● Extract provided:
---+---
Seizing upon the opening, the government is set to send a team of technical experts to the IAEA "soon" to work out the text of an "India-specific" safeguards agreement.
Foreign Secretary Shiv Shankar Menon will set the ball rolling on Monday with a meeting with US Ambassador David Mulford. The discussions will include a reassessment of the next steps with a new timeline in play after the Left parties allowed the government to hold formal talks with the IAEA.
The earlier timeline envisaged an October-November discussion at the Nuclear Suppliers Group (NSG) after a safeguards agreement had been stitched up at the IAEA. It was to end with a US Congress vote on the deal by early 2008.
Obviously, that timeline no longer holds. A fresh timeline will be based on how long India takes to negotiate an IAEA safeguards agreement and when the US and other nuclear powers like UK, France and Russia can get the NSG to meet for a formal discussion on the India waiver.
According to sources, India, if it wants to, will not take more than a few weeks to work out an IAEA safeguards. Informal talks have already happened at various levels between the DAE and the IAEA. Technical experts from the two sides met for discussions on the agreement but that was well before the 123 Agreement had been signed.
The big thing in the safeguards agreement will be the nuancing of the language on the fuel supply assurances and the corrective measures that India will take.
Nuclear expert G Balachandran said, "Fuel supply assurances are not part of any standard safeguards agreement, so that will take some creative interpretation. But since all parties expect that there will be an India-specific agreement, this aspect will be expected."
Director-general of IAEA Mohammed El-Baradei has been one of the strongest supporters of the nuclear deal and during his recent round of talks with the Indian leadership in Delhi, he promised to expedite matters once India decided to approach the IAEA.
The government has committed that the document would be brought to the UPA-Left committee before being initialled and taken to the board of governors. The latter are unlikely to pose a problem, because they will get a peek into the draft when it is being negotiated.
---+---
● Exercise 1: Retype the part of the article on India's IAEA safeguards talks that opens with the words containing "Foreign Secretary Shiv" and closes with "with the IAEA.".
● Exercise 2: In the article on India's IAEA safeguards talks, what does nuclear expert G Balachandran say is not part of any standard safeguards agreement?
---+---
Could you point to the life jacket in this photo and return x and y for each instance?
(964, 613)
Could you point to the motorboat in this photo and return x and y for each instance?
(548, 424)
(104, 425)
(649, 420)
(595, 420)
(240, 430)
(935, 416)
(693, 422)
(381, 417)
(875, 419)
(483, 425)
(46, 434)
---+---
● Task solution 1:
Foreign Secretary Shiv Shankar Menon will set the ball rolling on Monday with a meeting with US Ambassador David Mulford. The discussions will include a reassessment of the next steps with a new timeline in play after the Left parties allowed the government to hold formal talks with the IAEA.

● Task solution 2: Fuel supply assurances.